Supplied text:

Security concerns plague migrant workers

Democrtic Voice of Burma
Jan 24 2010


Jan 22, 2010 (DVB)–Burmese migrant workers are waiting with concern over the new National Verification Programme which will seek to register the millions of migrant workers currently in Thailand.

The plan, which involves migrants from Burma, Laos and Cambodia registering with the government in their country of origin, as well as the Thai government, has triggered security fears among the migrant community.

“Many workers are concerned about security, especially their relatives in Burma because there are rumours that local authorities will threaten and extort money from the families of migrant workers,” said Moe Swe of Yaung Chi Oo migrant workers association in Mae Sot, Thailand.

“One of the workers’ mothers in Moulmein [Mon state] had money extorted from her by authorities. There was also a group of workers in Phuket [Thailand] who filled out the form and then the local authorities went and extorted money from their families,” he continued.

The Thai government has extended the timeframe for verification to 2012 and a Burmese labour minister has urged migrants to complete the registration. The Thai newspaper, The Nation, reported that the minister had claimed the migrant workers would not be taxed.

Moe Swe said that some of the workers will not complete the National Verification Process, even though they are registered.

Exercise description:
Pick up the article above about Burmese migrant workers and the National Verification Programme right after its last sentence, and carry it forward.

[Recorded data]
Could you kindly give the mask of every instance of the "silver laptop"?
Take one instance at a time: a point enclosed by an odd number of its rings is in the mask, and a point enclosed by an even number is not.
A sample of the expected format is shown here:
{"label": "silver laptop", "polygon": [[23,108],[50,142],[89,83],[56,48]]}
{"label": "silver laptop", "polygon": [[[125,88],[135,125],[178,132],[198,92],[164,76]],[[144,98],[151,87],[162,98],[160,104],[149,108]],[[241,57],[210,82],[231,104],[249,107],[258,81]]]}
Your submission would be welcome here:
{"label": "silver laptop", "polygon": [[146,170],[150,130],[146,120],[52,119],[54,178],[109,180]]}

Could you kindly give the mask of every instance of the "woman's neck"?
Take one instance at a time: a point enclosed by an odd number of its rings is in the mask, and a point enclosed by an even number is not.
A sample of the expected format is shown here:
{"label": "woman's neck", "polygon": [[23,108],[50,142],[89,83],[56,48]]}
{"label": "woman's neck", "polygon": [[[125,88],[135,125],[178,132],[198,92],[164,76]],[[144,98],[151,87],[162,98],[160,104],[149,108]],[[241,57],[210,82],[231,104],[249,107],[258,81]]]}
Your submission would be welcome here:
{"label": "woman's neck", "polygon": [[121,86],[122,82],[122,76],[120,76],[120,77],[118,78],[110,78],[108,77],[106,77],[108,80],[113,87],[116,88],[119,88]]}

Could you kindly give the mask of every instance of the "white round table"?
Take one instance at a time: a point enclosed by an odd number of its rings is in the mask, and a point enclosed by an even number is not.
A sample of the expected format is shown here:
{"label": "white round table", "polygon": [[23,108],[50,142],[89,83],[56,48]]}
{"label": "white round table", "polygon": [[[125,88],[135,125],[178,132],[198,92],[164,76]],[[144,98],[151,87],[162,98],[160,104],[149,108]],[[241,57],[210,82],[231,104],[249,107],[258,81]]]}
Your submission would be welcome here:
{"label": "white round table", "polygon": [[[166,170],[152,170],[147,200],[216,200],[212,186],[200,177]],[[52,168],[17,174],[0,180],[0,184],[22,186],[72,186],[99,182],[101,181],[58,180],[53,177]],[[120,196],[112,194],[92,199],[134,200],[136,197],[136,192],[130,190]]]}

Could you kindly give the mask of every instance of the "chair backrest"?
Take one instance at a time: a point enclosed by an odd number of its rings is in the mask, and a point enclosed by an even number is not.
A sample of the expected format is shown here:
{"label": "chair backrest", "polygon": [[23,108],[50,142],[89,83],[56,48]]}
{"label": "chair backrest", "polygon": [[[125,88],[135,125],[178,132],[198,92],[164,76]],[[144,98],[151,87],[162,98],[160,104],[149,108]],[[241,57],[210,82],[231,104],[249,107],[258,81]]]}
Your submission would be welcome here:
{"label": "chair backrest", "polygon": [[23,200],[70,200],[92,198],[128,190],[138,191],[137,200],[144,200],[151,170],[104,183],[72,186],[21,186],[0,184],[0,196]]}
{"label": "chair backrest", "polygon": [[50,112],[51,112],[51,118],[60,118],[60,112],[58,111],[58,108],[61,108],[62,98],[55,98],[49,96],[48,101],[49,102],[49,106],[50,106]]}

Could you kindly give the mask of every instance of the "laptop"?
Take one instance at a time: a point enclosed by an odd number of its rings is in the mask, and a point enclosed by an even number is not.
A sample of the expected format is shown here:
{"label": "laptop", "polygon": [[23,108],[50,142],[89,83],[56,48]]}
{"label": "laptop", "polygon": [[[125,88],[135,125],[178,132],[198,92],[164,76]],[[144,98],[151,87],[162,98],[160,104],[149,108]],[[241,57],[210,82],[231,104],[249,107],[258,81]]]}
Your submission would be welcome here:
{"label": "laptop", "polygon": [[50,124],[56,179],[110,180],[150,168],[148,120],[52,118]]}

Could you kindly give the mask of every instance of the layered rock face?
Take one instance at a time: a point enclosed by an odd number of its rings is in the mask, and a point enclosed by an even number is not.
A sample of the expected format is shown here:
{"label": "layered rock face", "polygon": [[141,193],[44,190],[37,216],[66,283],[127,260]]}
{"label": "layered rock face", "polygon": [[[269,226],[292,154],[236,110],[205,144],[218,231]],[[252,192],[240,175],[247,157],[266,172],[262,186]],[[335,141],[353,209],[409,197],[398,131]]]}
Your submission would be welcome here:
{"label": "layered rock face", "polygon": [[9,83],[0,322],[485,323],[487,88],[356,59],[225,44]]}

Response:
“They cannot hold their passport because the employers often keep their passports, so the employers always control them; they still won’t have the freedom it is meant to give them.”

There is also the concern about the price of documents and travel for registration, which could discourage many.

It could also mean that migrants enter into exploitative bonded labour with employers, whereby they take out a loan on to attain the documents and then spend a year working off the loan in poor conditions.

“It is a good thing,” said Moe Swe, but “in reality there are several problems”. For example, ethnic minorities who live outside of Burmese government territory no longer appear on ‘family lists’, and so therefore will have trouble registering in Thailand. The process relies on a claimant having a country of origin and being able to prove that.

Furthermore, decades of military rule in Burma have caused an absence of competent bureaucracy, and fuelled a reluctance to give the authorities personal information for fear of the abuse.